• **Exercise directions**
From the entries below, extract every line that includes the word "grass".

Dataset entries:
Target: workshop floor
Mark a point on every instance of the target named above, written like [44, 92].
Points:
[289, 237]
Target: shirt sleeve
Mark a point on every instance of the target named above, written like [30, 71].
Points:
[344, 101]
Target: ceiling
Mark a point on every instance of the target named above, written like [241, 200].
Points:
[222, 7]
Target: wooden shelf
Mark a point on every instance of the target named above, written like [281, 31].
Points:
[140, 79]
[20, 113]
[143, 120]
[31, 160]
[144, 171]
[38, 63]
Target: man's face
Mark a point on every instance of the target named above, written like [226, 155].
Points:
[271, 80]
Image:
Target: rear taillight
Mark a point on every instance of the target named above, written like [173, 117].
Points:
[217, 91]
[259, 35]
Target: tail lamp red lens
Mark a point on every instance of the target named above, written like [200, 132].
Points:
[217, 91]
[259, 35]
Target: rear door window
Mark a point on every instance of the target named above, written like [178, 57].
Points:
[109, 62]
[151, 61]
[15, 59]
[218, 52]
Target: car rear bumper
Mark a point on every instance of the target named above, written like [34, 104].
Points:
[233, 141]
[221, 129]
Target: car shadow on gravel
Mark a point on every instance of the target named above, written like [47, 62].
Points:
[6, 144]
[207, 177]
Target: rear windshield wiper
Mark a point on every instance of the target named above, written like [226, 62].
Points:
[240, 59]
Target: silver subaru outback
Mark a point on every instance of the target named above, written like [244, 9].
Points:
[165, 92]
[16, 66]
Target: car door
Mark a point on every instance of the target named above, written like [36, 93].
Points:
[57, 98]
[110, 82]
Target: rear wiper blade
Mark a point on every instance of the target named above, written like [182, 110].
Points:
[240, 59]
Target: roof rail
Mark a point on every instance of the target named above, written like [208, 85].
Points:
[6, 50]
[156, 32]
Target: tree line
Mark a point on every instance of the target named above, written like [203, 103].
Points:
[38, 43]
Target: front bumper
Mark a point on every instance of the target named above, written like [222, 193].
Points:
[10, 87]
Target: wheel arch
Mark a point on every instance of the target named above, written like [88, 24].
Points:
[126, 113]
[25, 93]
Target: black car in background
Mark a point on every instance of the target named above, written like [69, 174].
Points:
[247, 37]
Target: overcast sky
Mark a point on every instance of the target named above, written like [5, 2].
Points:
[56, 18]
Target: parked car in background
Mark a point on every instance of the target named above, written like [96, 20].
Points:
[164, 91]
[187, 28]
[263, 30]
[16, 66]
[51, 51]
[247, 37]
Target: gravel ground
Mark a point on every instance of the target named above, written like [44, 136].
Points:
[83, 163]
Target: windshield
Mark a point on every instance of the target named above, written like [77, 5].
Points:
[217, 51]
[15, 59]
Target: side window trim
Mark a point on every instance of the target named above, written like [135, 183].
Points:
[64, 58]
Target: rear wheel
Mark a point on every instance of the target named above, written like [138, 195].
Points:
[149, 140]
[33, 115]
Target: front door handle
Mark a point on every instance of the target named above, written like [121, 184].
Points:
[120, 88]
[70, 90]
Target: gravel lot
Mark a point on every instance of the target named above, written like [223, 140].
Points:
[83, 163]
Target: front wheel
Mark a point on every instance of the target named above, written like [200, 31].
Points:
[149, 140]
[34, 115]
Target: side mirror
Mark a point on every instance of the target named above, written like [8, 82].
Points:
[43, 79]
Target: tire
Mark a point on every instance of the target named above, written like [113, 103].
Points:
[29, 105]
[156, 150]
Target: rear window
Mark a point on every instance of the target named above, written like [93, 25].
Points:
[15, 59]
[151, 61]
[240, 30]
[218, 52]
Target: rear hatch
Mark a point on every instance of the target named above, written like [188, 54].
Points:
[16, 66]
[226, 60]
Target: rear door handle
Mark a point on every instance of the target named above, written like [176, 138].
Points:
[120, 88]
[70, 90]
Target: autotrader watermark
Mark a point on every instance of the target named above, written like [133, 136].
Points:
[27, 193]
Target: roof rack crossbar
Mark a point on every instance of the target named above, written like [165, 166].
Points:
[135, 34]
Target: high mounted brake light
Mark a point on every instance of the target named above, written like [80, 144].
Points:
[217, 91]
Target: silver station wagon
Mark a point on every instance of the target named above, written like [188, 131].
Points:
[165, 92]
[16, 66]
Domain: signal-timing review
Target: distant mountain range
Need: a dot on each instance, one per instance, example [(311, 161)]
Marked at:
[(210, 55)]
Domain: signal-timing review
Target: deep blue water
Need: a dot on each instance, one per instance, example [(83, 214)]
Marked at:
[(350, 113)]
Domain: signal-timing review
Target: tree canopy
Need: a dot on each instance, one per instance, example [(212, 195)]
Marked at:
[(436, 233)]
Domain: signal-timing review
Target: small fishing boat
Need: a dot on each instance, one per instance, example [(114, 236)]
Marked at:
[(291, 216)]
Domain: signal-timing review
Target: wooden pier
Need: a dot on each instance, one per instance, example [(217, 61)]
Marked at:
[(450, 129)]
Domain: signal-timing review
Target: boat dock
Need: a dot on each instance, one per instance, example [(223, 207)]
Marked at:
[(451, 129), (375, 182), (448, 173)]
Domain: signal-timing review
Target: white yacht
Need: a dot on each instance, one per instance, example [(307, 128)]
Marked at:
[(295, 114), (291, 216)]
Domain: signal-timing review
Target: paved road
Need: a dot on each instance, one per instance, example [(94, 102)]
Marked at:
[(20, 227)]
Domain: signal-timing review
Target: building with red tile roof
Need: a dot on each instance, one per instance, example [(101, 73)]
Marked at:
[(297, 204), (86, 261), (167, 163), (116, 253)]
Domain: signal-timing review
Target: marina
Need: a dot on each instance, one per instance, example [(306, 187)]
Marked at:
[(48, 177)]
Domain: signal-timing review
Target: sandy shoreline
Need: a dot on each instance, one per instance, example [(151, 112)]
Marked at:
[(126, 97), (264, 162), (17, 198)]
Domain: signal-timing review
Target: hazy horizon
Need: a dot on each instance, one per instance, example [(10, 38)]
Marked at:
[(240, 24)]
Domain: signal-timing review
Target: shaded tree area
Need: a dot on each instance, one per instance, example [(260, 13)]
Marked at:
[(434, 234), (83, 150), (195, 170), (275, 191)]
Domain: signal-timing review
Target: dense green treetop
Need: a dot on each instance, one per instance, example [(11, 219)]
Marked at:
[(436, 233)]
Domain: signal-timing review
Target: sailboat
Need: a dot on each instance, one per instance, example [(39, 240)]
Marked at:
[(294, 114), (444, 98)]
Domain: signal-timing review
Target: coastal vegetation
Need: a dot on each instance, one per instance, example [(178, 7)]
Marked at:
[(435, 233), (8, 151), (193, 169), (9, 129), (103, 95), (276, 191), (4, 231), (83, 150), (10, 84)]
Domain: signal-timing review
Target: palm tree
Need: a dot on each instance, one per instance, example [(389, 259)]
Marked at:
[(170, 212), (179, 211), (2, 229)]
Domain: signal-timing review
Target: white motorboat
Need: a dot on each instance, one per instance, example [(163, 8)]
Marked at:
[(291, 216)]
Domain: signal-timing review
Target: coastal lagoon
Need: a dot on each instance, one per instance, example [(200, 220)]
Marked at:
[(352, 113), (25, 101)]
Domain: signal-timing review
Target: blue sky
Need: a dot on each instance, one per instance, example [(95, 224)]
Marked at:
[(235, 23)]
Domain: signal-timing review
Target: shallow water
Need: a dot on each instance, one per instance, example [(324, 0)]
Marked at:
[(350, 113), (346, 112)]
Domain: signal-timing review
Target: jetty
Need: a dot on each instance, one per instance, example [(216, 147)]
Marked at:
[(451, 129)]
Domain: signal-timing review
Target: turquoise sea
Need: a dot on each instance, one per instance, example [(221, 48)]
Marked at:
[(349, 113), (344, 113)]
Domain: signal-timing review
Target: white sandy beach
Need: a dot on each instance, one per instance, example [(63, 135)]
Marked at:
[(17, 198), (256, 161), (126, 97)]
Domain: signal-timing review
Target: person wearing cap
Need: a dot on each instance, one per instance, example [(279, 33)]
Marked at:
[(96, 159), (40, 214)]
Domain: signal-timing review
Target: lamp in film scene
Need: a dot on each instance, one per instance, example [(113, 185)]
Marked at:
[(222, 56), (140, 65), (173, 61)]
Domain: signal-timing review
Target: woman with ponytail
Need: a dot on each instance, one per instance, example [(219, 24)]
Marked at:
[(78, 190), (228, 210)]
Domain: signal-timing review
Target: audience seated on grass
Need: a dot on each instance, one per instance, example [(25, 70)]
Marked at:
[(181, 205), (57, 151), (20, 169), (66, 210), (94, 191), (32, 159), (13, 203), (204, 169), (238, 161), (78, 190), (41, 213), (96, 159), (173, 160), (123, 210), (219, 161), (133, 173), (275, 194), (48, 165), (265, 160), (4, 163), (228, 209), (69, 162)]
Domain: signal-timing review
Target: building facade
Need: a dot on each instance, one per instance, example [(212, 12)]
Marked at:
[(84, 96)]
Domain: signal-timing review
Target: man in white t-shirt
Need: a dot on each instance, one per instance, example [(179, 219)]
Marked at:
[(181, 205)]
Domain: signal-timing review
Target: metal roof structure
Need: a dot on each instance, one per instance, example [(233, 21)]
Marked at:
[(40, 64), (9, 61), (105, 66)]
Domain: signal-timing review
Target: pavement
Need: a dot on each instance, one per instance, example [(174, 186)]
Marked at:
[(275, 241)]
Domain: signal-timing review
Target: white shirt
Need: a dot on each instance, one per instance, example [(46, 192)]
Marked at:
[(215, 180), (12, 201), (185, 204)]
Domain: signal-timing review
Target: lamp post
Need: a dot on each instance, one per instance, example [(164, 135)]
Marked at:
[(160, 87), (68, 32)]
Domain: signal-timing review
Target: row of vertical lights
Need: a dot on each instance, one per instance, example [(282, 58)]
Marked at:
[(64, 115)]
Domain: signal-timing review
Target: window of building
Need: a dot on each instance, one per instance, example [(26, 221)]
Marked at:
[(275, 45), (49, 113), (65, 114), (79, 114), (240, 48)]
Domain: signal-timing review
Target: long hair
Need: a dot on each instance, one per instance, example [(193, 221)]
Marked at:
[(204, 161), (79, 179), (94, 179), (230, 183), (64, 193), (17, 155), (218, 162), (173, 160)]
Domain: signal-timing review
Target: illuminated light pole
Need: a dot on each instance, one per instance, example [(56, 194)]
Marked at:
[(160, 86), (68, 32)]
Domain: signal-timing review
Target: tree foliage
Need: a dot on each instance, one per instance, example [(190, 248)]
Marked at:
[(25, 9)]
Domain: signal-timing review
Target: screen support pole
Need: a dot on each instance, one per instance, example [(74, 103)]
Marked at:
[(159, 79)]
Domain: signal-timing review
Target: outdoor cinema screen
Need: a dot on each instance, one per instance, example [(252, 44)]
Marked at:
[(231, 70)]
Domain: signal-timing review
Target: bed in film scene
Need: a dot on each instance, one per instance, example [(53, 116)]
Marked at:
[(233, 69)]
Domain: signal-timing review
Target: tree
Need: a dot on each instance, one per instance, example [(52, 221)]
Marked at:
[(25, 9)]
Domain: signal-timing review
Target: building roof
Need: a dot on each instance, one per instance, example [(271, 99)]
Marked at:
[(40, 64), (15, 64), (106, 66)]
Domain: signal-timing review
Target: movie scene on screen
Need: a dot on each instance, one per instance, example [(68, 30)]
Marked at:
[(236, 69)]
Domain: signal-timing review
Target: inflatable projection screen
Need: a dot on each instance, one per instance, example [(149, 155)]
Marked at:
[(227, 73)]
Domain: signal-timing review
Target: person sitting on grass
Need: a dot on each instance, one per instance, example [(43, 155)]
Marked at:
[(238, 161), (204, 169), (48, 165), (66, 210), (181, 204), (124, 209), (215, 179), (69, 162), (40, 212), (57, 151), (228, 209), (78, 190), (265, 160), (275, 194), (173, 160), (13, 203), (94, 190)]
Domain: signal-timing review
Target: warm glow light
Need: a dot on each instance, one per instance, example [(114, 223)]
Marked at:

• **Result**
Target: audience seated on grass
Target: person sitting on grass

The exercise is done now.